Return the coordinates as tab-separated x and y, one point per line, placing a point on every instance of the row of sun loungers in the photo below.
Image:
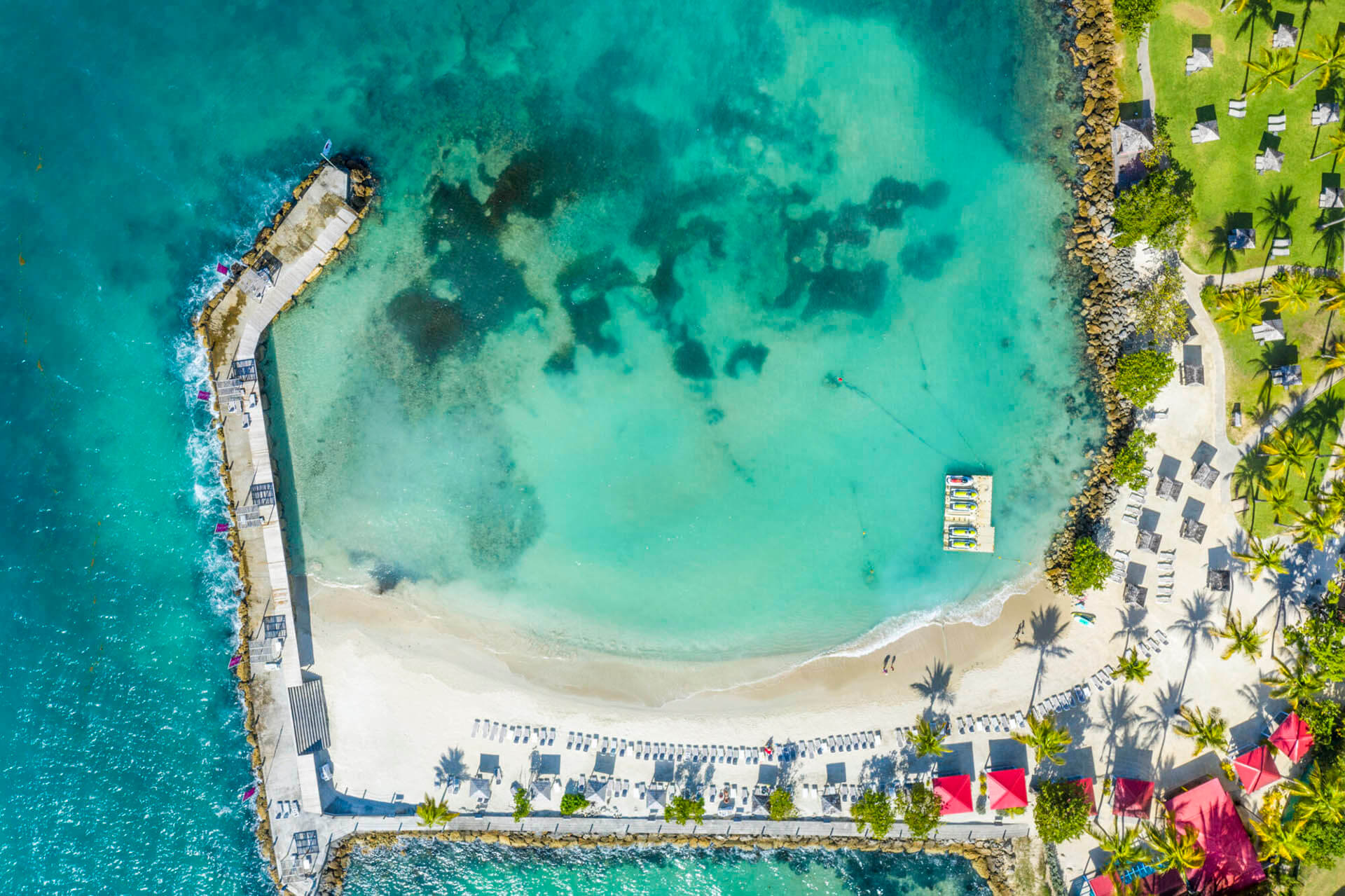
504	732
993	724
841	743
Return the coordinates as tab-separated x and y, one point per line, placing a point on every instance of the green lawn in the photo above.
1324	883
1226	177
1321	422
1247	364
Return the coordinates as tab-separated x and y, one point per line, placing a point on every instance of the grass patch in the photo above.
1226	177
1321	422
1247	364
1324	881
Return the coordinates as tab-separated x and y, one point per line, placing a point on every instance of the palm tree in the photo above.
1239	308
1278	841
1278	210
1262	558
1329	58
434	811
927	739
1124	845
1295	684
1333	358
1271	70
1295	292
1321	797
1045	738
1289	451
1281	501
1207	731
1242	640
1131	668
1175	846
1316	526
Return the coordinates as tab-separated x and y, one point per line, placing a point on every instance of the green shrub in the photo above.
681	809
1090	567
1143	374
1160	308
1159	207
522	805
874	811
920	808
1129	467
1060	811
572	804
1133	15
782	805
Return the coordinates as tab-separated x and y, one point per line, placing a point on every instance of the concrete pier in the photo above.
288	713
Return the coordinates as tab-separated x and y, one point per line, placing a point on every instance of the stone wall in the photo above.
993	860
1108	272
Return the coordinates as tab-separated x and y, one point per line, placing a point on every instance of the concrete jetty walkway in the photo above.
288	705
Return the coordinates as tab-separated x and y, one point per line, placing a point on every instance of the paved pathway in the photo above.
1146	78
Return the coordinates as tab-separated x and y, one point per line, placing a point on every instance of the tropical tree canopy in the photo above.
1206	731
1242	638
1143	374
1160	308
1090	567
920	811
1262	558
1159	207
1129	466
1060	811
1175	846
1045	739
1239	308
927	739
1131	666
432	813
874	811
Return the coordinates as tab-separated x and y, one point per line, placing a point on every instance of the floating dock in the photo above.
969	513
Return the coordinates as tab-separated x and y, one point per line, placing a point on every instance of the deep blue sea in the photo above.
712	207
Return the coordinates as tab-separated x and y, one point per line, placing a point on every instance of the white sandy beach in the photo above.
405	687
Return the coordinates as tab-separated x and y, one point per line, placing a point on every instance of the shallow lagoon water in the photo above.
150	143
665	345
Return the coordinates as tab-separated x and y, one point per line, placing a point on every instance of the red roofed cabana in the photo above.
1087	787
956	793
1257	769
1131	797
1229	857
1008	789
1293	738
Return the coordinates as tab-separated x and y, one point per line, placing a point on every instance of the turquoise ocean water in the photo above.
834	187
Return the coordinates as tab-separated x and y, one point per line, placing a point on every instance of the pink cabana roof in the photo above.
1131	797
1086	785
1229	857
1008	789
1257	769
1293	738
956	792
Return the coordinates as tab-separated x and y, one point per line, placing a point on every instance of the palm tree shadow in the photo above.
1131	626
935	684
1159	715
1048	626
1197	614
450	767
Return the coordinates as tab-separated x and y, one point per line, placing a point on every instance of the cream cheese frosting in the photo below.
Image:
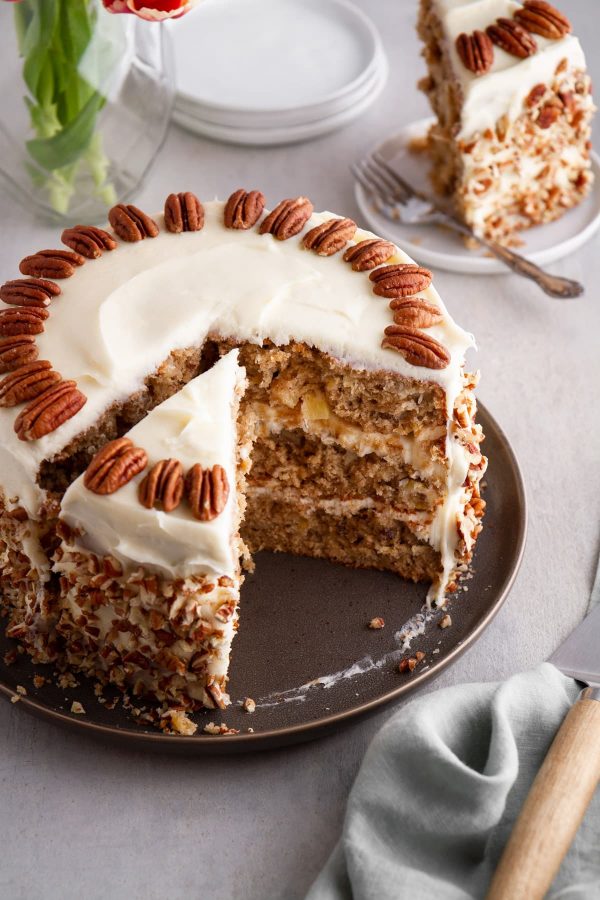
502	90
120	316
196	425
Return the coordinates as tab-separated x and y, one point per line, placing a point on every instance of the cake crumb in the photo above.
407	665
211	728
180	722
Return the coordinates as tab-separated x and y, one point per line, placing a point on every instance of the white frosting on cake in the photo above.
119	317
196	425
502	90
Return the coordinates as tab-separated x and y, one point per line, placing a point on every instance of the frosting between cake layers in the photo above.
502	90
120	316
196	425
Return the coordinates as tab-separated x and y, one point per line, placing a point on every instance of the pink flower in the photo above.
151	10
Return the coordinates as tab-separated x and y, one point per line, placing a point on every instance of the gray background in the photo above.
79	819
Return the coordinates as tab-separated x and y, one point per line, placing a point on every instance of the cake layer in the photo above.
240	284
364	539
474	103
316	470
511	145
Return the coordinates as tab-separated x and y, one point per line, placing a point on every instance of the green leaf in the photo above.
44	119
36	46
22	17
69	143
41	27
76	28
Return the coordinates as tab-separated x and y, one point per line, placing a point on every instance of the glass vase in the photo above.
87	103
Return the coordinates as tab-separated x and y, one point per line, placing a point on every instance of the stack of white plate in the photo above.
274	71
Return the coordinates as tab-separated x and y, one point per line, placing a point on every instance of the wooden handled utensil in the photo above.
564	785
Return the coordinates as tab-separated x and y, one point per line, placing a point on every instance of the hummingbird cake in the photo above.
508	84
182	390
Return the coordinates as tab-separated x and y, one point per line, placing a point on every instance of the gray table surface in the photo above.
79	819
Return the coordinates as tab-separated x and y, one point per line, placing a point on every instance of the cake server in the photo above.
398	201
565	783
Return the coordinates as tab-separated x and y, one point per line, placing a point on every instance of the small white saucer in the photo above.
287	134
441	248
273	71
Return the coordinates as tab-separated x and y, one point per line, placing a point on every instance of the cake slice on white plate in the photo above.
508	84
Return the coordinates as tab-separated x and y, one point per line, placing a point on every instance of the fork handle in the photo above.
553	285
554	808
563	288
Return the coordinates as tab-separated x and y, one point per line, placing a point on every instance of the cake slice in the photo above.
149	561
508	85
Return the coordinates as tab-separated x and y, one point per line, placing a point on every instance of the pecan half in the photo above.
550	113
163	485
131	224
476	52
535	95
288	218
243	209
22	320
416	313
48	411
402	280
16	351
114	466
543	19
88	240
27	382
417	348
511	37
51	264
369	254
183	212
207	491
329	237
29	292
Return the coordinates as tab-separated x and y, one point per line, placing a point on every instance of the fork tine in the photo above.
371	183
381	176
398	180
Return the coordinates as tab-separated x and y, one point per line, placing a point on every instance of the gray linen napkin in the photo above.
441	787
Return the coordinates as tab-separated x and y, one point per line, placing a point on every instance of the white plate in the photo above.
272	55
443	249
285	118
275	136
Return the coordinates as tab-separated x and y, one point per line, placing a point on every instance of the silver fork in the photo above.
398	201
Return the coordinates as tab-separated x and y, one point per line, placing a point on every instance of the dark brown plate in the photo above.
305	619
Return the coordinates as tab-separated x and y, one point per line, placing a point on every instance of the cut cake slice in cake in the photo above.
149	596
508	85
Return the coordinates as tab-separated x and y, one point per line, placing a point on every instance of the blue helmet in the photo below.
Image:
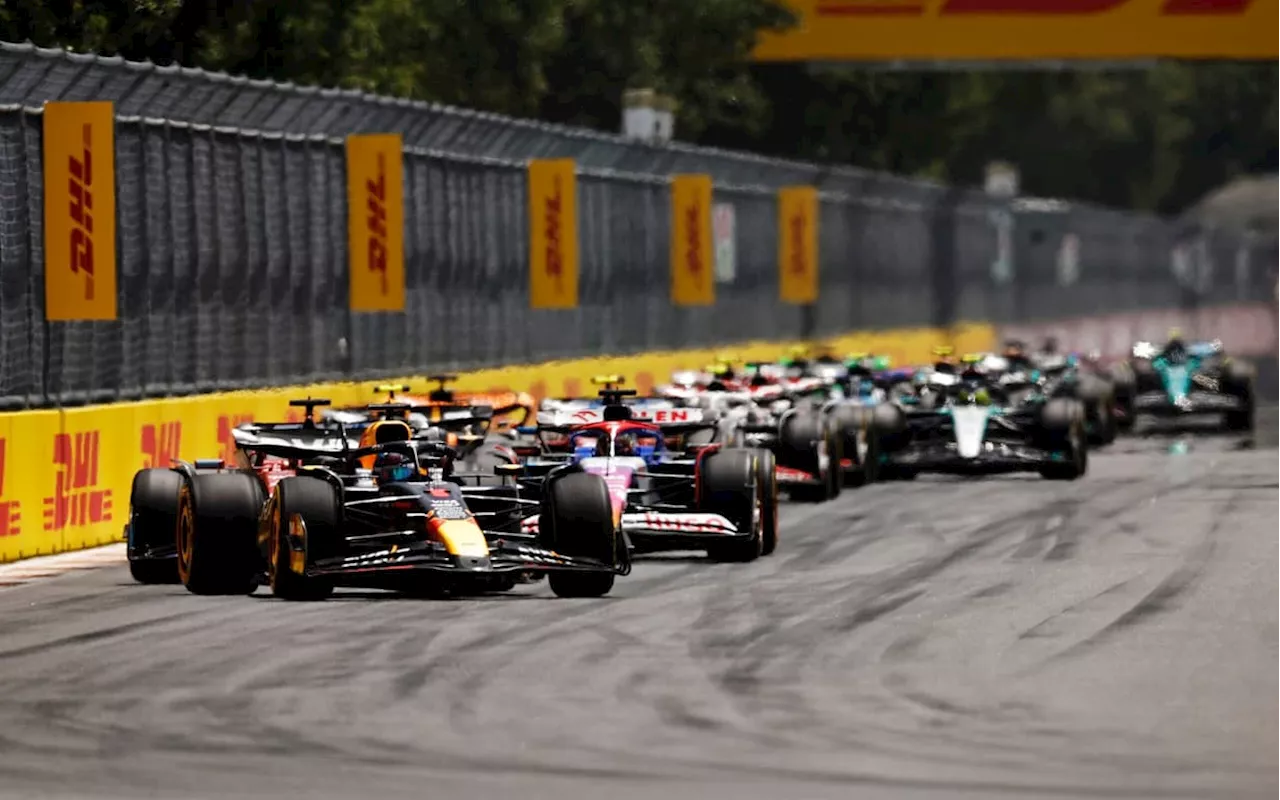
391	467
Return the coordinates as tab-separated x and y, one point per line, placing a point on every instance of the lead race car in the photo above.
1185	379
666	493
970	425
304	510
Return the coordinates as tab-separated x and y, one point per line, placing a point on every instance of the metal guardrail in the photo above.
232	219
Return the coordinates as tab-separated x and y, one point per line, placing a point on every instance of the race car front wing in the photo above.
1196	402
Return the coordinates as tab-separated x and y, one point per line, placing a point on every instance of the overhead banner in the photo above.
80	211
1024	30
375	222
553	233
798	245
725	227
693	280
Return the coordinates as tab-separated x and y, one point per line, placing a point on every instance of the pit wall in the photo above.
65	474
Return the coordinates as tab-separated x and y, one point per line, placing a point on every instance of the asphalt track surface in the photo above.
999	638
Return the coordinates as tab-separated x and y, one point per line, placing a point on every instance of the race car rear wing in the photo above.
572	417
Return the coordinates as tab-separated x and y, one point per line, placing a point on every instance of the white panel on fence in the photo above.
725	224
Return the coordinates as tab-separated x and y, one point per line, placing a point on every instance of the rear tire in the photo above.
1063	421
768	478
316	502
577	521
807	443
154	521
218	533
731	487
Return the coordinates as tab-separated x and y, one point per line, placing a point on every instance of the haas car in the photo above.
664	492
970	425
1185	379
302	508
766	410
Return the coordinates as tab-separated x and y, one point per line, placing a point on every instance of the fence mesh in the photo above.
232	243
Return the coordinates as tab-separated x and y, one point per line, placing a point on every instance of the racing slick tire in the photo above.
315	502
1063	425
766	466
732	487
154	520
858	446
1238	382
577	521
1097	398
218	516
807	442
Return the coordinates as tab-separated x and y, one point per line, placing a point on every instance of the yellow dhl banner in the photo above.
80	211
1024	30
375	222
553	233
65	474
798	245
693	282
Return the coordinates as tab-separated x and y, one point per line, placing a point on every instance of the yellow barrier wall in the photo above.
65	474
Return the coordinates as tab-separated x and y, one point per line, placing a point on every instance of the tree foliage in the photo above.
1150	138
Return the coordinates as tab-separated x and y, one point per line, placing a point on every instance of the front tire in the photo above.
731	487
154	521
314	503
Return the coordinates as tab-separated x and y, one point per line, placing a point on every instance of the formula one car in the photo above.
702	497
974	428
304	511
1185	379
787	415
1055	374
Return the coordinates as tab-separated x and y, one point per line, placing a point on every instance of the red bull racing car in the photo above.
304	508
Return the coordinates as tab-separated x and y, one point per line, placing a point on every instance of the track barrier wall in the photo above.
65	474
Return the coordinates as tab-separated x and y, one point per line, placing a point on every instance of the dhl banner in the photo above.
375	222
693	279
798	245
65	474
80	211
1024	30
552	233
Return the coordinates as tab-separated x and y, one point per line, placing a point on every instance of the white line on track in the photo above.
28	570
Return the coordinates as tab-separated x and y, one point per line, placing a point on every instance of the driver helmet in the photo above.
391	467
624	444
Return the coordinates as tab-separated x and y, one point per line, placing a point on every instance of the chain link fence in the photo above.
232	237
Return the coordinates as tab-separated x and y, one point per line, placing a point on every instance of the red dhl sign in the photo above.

____

THE PROBLEM -> Among the records above, find each line holding the string "below" and pull it out.

ANSWER SECTION ->
Return the coordinates as tab-separated x and y, one point per line, placing a point on every instance of the row of sun loungers in the photo below.
Return the coordinates as tab-separated x and y, one point per line, placing a point on every instance of the cream cheese frosting in the photo below.
Return the coordinates as tab-separated x and y, one point per line, placing a point on every instance of the blue helmet in the photo below.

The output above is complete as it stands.